◆ What the task requires: Please pick out every line in the rows below that contains the word "pillow", and copy each one.

◆ Input for this task:

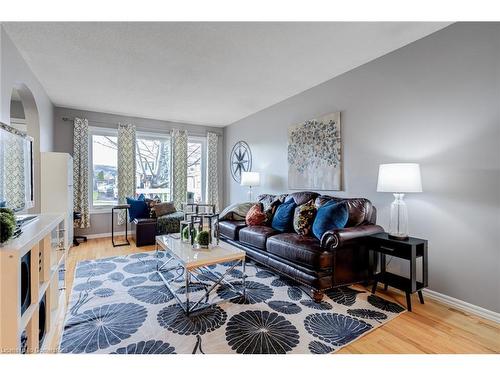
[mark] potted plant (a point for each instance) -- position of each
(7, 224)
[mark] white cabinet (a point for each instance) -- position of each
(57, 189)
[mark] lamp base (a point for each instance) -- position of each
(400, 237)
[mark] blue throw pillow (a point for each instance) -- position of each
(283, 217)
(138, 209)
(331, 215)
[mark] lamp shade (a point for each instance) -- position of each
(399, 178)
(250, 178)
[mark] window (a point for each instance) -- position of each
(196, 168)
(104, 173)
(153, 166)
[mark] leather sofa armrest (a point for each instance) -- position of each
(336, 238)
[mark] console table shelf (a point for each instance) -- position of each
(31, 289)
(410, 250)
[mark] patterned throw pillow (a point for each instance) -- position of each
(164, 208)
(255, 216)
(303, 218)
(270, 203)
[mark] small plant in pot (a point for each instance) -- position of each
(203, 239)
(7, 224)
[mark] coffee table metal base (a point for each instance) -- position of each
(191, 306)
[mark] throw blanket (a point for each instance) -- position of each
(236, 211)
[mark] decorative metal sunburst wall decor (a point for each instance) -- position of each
==
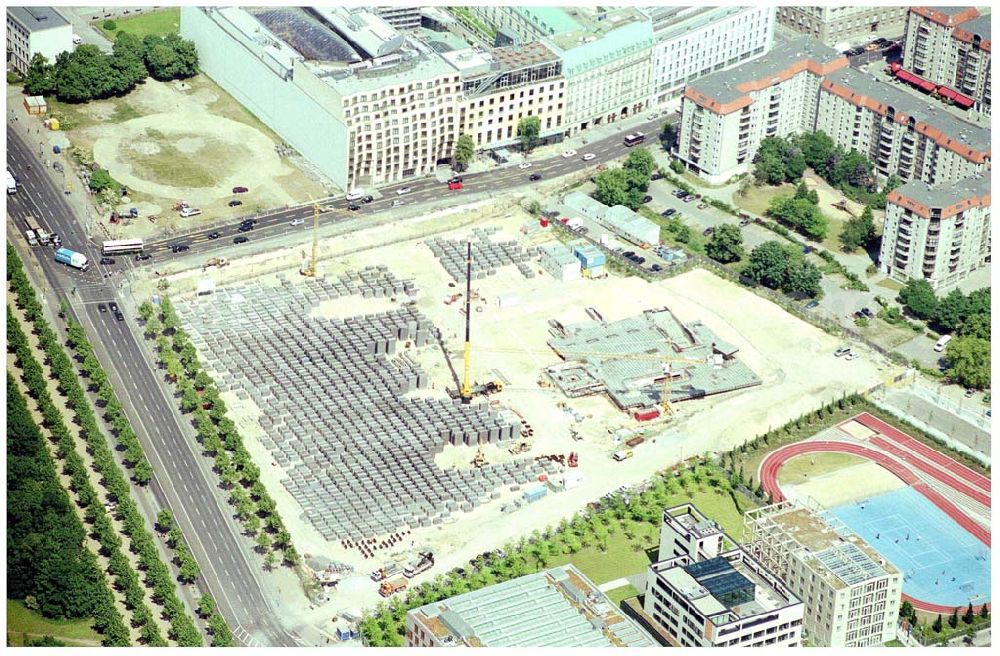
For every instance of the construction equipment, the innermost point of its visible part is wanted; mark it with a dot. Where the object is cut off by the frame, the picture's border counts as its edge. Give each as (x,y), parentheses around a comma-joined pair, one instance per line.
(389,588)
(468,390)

◆ Reply:
[mark] blue throw pillow (a point for each instance) -- position of each
[mark] patterned throw pillow (a point for each instance) -- position of each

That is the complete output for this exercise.